— Instructions to follow —
Return the passage of the post on science and the pro-life cause starting at "Again, science tells" and ending at "we have exist.", copied word for word.

— Text passage —
This was a response to a comment on my Devil in Disguise post which began to take on a life of its own, so I though I’d rather put it into a post. One reader suggested:
This is the key: stick with the science. Irrespective of religious differences and/or whether or not a supreme being exists, we know as a scientific fact that human embryos are human beings. Stay away from religion-based arguments and all will be fine.
I have long thought that the cloning/ESC research argument could be won on a purely secular level, with nothing more than scientific facts and practical sense. After all, the “science” is on our side and there are many practical reasons not to pursue embryo destructive research – namely the fact that it fails to produce positive results over and over again.
However the goal of the pro-life movement is not just to stop research on embryos or prevent abortion. The goal is to help create a culture of life – a culture that values and respects human life in all stages and forms. This cannot be done by simply sticking to science. “Science”, that is to say biology, can tell us that a human being is, in fact, human and point out the different ways in which humans are different or superior to animals. But it cannot tell us why human life is unique and precious and worthy to be preserved – especially when you’re talking about an embryo in a petri dish.
“Science” alone will not move someone who looks into the eyes of a Down Syndrome child to realize that she, and others like her, should not be screened for and killed before they are born. “Science” will not open the eyes of a scientist to realize that the embryo from whom he is extracting stem cells is a unique individual human life that should not be destroyed for research. “Scientifically” abortion providers know that the child they are about to “operate on”, if you will, is a human. Yet instead of preserving that human life they end it, often very violently by dismemberment, salt poisoning or by sucking its brain out in partial-birth abortion.
Again, science tells us that a human being is human. Which then leads to the question of what does it mean to be human and how shall human life be treated. For that we look outside of the realm of strict “science” and are lead to our own moral philosophies about life, many of which are religious in nature, though they don’t always lead one to belief in a higher power per se. Science (and here I mean biology or natural science) and religion (or theology, a science), science and philosophy (also a science), can, and should, coexist peacefully because they all have their own shortcomings separately and therefore compliment each other when working together.
Despite popular belief, secularism is not the answer to all of our problems or conflicts. It is precisely because we have removed God from the equation that many of the problems we have exist.

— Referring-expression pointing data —
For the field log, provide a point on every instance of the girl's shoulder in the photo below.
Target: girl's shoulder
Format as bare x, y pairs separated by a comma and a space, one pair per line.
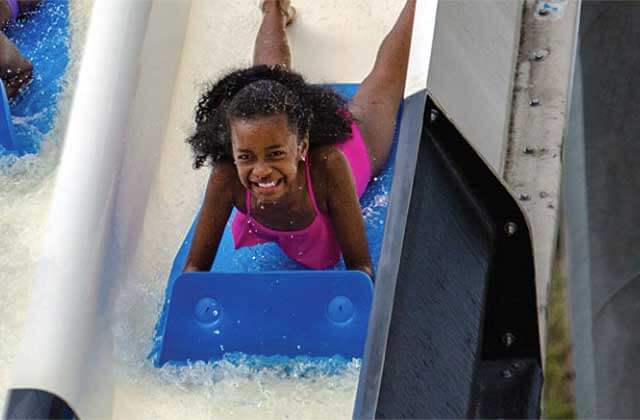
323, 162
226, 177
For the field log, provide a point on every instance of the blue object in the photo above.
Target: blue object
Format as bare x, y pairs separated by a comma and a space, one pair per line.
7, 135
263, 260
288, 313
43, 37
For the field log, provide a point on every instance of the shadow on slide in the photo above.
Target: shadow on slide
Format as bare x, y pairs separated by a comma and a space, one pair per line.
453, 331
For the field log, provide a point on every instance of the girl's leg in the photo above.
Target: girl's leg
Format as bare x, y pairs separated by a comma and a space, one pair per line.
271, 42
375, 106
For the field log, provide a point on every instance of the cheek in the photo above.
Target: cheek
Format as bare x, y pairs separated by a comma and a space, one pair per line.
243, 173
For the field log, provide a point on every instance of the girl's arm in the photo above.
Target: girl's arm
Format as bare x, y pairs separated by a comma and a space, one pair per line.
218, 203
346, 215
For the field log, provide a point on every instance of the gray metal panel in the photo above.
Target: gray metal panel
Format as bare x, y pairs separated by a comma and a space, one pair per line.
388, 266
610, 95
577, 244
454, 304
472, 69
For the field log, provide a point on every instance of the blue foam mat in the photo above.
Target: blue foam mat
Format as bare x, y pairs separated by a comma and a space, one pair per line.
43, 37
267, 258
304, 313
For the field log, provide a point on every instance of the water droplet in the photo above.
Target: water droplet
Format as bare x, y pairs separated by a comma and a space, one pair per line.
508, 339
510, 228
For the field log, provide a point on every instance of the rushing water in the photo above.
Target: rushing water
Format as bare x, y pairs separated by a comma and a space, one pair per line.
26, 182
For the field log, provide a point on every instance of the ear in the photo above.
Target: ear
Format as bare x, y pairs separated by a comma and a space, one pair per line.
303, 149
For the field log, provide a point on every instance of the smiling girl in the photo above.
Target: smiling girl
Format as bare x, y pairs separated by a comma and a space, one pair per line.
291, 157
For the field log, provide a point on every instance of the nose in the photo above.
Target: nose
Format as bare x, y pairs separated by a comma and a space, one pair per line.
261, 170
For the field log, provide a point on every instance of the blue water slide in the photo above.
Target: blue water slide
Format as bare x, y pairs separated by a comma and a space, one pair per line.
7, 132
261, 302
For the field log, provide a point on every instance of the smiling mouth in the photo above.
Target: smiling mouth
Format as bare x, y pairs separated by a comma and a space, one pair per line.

— The completed task —
Again, science tells us that a human being is human. Which then leads to the question of what does it mean to be human and how shall human life be treated. For that we look outside of the realm of strict “science” and are lead to our own moral philosophies about life, many of which are religious in nature, though they don’t always lead one to belief in a higher power per se. Science (and here I mean biology or natural science) and religion (or theology, a science), science and philosophy (also a science), can, and should, coexist peacefully because they all have their own shortcomings separately and therefore compliment each other when working together.
Despite popular belief, secularism is not the answer to all of our problems or conflicts. It is precisely because we have removed God from the equation that many of the problems we have exist.